- _Exercise objective_: Your copy should begin at the line containing "[spot] the dry plant" and end at the last line of the records below, matching each line exactly and leaving out pictures.

[Stored data]

▽

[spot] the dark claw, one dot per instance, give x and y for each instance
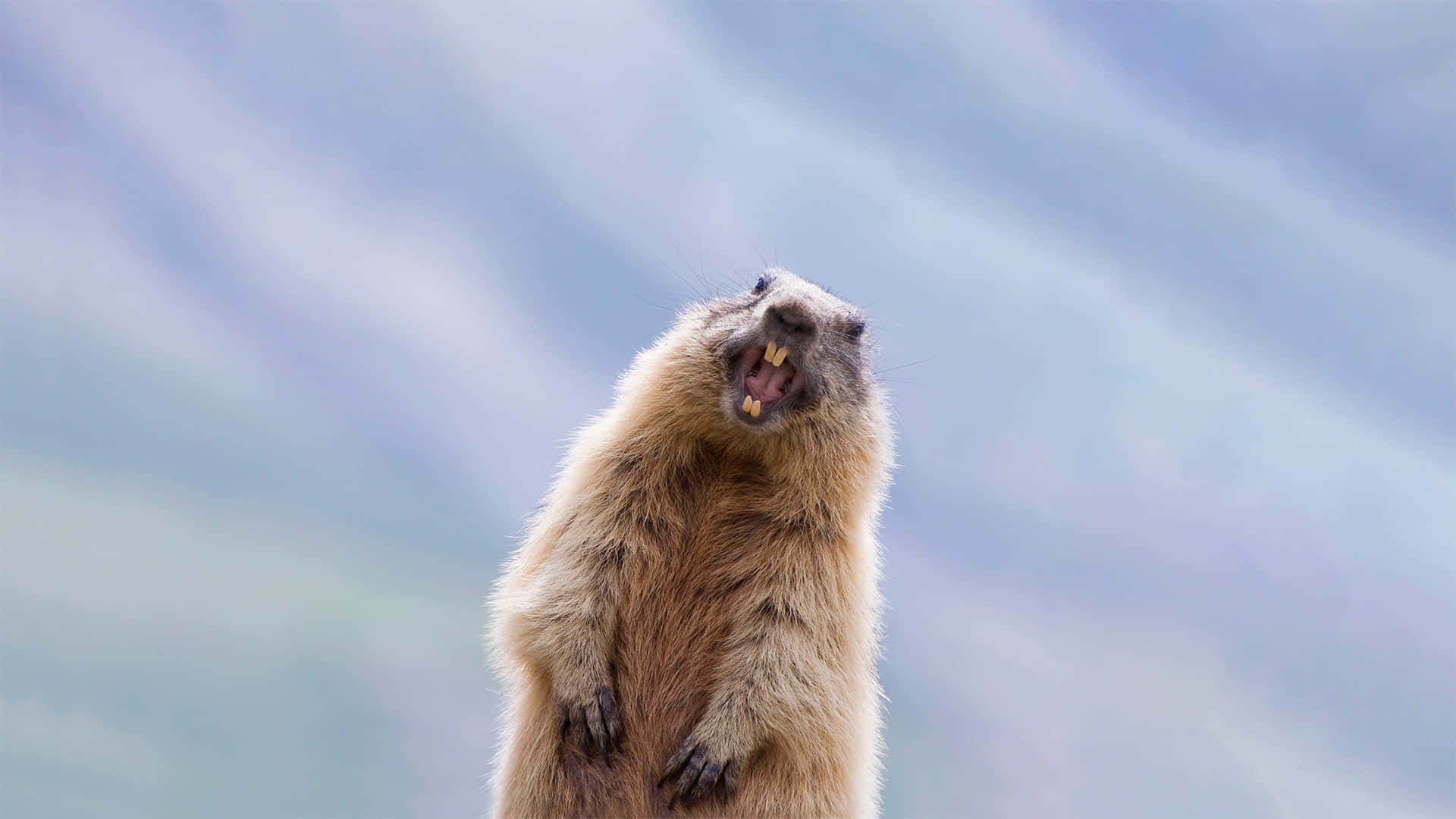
(691, 773)
(698, 776)
(599, 725)
(610, 716)
(705, 783)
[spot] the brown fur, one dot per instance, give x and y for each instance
(720, 576)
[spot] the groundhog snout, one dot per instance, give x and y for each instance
(789, 321)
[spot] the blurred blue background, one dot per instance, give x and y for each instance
(299, 303)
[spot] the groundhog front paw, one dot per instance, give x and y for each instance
(596, 720)
(699, 768)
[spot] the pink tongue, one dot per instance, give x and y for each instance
(767, 382)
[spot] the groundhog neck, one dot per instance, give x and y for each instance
(836, 463)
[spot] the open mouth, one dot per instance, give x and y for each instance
(767, 378)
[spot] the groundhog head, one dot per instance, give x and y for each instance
(786, 350)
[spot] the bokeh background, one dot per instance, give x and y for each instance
(299, 302)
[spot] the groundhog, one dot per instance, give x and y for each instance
(691, 626)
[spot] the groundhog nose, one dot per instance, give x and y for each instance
(789, 319)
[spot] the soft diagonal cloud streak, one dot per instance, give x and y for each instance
(1177, 494)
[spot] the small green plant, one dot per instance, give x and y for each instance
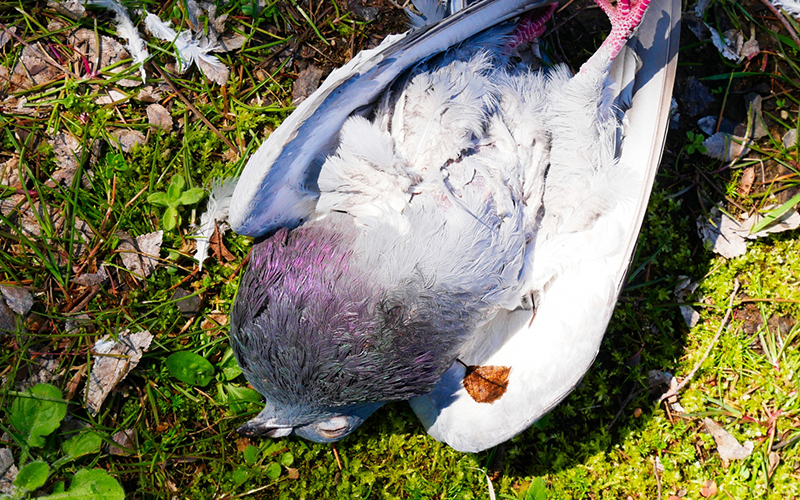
(195, 370)
(173, 199)
(35, 414)
(695, 143)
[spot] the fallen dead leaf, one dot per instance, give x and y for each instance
(746, 182)
(34, 68)
(231, 42)
(73, 9)
(708, 489)
(128, 138)
(91, 279)
(111, 97)
(7, 35)
(8, 321)
(187, 304)
(214, 69)
(18, 299)
(113, 360)
(213, 321)
(140, 256)
(43, 371)
(306, 83)
(159, 117)
(218, 246)
(149, 94)
(100, 56)
(486, 384)
(727, 446)
(74, 382)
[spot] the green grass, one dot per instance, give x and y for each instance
(601, 442)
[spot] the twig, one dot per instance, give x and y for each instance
(656, 463)
(196, 111)
(722, 325)
(783, 21)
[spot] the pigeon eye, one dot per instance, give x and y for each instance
(333, 428)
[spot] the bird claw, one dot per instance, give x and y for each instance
(625, 17)
(531, 26)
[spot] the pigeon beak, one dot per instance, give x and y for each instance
(259, 428)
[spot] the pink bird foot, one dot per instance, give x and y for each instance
(625, 16)
(531, 26)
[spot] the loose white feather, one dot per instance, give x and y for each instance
(125, 28)
(219, 202)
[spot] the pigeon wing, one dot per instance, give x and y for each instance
(278, 186)
(549, 354)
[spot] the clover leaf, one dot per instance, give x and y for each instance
(174, 198)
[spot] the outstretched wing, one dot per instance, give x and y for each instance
(278, 185)
(549, 355)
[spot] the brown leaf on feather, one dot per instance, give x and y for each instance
(486, 384)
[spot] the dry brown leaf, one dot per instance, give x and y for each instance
(159, 117)
(73, 9)
(9, 172)
(128, 138)
(306, 83)
(231, 155)
(214, 69)
(140, 256)
(34, 68)
(111, 97)
(727, 446)
(113, 360)
(708, 489)
(486, 384)
(217, 246)
(8, 321)
(228, 43)
(213, 321)
(7, 35)
(109, 52)
(43, 370)
(91, 279)
(149, 94)
(746, 183)
(74, 382)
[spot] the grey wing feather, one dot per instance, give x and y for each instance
(278, 185)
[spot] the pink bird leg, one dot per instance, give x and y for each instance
(625, 16)
(531, 26)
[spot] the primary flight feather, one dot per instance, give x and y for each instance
(437, 220)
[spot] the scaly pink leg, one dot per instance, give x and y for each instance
(531, 26)
(624, 17)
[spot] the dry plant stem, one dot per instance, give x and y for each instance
(702, 360)
(658, 477)
(783, 21)
(195, 110)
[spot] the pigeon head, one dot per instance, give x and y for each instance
(324, 341)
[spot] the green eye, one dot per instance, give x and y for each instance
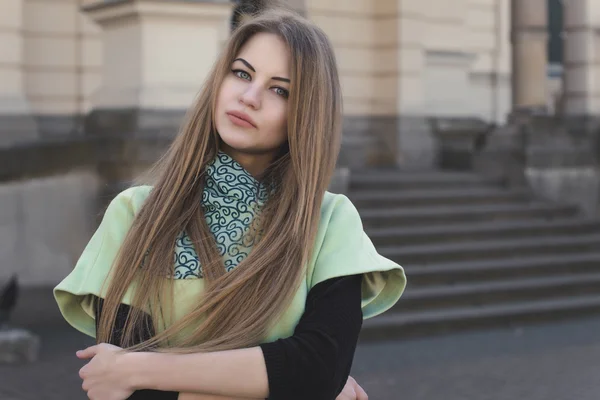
(242, 74)
(282, 92)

△

- _Response below_:
[spot] the dry plant stem, one dot per instance, give x and y for each instance
(702, 360)
(658, 477)
(783, 21)
(195, 110)
[spot] the pigeon head, one dot per instance, give x and y for each instance
(324, 341)
[spot] the green eye, one dot per instance, give x and y for each instance
(242, 74)
(282, 92)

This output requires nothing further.